REQUEST 1: Rewrite the paragraph of the panel text that begins "Eliewat admitted that her philosophy" as a short list that keeps its main facts.

SOURCE:
(begin)
Speaking on a panel on Women in Film, the co-writer and producer of Sophie Boutros’ Hamburg Film Festival nominated and Lebanese Film Award-winning Solitaire, which had a successful cinema run in the Middle East in 2017, tackled the subject of writing films with strong female leads: “It happens naturally. I just write about the things I care about,” she said. “I don’t know if it’s because I’m a woman. I think it is, because as a woman I understand characters that are women. And now I’m a mother I understand characters that are mothers. Before, it was complicated for me to write mothers. I thought I understood them, but now I know I didn’t.”

Eliewat admitted that her philosophy has its downside too – she sometimes struggles with her male characters: “For the same reason I find it hard to write male characters and find myself hating the character after I’ve written it because, I don’t know, he’s very shallow,” she admits. “I can’t read them. I have to double or even triple my efforts when I write a male character to try and bring a three-dimensional character to the page, but I think that’s normal.”

Eliewat insisted that when she writes a film with a strong female lead such as Solitaire, the creation of the female characters is very much a subconscious affair: “I’ve never thought ‘I want to make a film to empower women,’ I just write about what I know,” she said. “I think for films that men make too that maybe don’t pass the [gender balance] test, I don’t think they go out to make a film that demeans women. It’s just a story that they want to tell. So we should stop saying ‘bravo, well done -  you made a film and you’re a woman, and just get on. We still have a very long way to go.”
(end)
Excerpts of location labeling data
(begin)
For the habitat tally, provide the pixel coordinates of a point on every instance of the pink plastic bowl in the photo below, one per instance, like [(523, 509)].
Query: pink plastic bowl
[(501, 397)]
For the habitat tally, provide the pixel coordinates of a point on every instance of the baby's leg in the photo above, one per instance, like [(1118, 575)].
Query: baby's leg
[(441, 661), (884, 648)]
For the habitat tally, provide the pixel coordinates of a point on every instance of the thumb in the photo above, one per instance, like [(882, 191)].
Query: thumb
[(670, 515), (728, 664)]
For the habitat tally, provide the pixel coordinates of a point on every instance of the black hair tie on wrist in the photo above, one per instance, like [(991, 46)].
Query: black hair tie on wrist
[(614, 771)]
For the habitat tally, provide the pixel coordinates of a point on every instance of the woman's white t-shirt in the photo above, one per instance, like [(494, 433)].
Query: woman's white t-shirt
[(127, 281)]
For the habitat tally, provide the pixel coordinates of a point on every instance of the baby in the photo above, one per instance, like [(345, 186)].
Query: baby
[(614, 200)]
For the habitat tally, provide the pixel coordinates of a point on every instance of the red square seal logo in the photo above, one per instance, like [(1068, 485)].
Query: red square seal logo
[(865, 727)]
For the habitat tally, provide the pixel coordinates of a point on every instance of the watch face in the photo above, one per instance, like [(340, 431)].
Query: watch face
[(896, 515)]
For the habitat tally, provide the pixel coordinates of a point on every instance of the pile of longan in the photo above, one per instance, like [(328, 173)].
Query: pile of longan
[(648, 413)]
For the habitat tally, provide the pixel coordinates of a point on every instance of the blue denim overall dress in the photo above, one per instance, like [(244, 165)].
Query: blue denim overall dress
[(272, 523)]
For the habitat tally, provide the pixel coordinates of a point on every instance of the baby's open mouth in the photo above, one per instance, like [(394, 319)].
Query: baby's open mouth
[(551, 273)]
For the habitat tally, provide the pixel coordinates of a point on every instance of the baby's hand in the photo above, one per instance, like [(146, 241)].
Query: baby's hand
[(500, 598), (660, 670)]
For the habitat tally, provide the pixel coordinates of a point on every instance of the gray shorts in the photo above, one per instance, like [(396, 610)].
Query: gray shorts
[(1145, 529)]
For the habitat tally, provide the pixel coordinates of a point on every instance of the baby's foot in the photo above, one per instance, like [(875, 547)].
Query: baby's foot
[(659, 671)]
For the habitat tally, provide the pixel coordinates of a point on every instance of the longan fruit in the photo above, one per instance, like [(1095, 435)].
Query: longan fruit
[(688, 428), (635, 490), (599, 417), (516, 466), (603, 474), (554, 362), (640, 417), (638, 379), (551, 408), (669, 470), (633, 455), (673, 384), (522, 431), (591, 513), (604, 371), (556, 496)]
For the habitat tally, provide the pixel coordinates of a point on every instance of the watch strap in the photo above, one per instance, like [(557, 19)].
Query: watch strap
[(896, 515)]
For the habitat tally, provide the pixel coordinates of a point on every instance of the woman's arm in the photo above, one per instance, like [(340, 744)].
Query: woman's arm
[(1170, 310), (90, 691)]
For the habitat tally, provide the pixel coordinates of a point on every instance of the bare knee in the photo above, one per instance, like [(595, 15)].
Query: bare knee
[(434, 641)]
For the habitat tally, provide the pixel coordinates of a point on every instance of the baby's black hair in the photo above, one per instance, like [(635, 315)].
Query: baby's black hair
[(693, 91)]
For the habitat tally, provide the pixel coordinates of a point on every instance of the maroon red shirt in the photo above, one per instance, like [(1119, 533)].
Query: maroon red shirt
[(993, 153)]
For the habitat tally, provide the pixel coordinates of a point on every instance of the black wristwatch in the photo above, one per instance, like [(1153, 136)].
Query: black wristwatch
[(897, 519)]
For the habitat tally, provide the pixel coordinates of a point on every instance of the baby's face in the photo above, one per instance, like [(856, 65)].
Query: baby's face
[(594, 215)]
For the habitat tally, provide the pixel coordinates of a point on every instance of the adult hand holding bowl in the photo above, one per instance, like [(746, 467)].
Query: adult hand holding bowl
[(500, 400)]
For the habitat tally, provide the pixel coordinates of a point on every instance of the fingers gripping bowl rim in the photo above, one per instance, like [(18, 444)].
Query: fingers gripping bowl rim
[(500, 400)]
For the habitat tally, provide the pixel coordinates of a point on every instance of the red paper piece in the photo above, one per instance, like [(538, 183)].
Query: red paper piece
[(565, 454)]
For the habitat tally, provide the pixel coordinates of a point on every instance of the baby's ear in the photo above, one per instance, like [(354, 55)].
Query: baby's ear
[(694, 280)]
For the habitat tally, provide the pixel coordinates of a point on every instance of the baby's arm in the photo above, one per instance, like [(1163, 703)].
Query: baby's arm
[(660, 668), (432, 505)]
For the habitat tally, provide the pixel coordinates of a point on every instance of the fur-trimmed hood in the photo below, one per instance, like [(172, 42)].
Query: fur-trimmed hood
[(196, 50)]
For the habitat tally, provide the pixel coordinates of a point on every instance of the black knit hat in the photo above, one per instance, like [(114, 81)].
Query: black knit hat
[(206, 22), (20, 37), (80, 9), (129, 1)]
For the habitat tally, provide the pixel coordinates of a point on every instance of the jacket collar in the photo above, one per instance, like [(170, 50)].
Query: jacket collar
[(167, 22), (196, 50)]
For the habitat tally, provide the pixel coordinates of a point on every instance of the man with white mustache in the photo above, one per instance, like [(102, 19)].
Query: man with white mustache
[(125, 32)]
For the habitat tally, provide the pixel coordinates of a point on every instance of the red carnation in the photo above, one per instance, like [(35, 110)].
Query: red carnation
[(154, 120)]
(end)
REQUEST 2: In the listing, retype the lines from the one containing "like [(595, 15)]." through the one containing "[(993, 153)]", both included.

EXERCISE RESULT 1:
- Eliewat said her approach has a downside: she sometimes struggles with male characters.
- She finds them hard to write and ends up hating them afterward because they seem shallow.
- She says she "can't read them."
- She has to double or triple her efforts to make a male character three-dimensional, which she considers normal.

EXERCISE RESULT 2:
For the habitat tally, provide the pixel coordinates of a point on every instance of the bare knee in the photo above, one per instance, like [(595, 15)].
Query: bare knee
[(434, 641)]
For the habitat tally, provide the pixel coordinates of a point on every instance of the baby's black hair in the photo above, one per instance, like [(635, 315)].
Query: baby's black hair
[(693, 91)]
For the habitat tally, provide the pixel coordinates of a point on every instance of the maroon red shirt in the photo above, one per instance, like [(1119, 533)].
Query: maroon red shirt
[(993, 153)]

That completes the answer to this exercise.